TASK TO COMPLETE — Return each line of the material below verbatim, leaving out the pictures.

--- Start of ENTRIES ---

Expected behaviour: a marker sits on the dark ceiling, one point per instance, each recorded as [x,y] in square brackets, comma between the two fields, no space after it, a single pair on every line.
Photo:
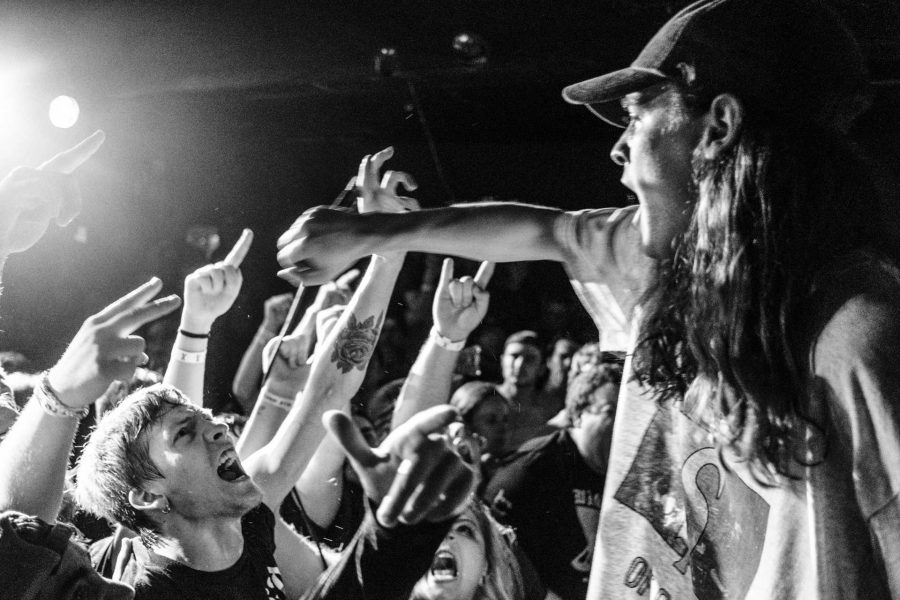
[292,57]
[233,114]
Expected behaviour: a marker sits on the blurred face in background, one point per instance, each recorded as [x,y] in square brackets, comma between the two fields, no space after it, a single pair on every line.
[490,419]
[521,364]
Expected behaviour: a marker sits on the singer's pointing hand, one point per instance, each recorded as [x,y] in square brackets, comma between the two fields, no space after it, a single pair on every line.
[379,194]
[211,290]
[31,198]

--- End of ENTRIES ---

THE REPLY —
Expected behaviour: a marker sits on the dark ceiling, one point per instance, each recorded as [x,y] in square brackets, comma between the two fields, no space after it, a single pair on every line.
Photo:
[292,57]
[233,114]
Expected behaviour: a marker sits on the blurred face in background, one point per instance, each recorded as [x,y] in square brackets, comma between the two fields, no space after it, a single pair on every line.
[490,419]
[521,364]
Expected behaviour: a marker sits on the singer's pointing hand, one point per instance, each recorded as [x,y] in square brackets, comma between the two fields, no space after it, a single pair on every line.
[379,194]
[211,290]
[31,198]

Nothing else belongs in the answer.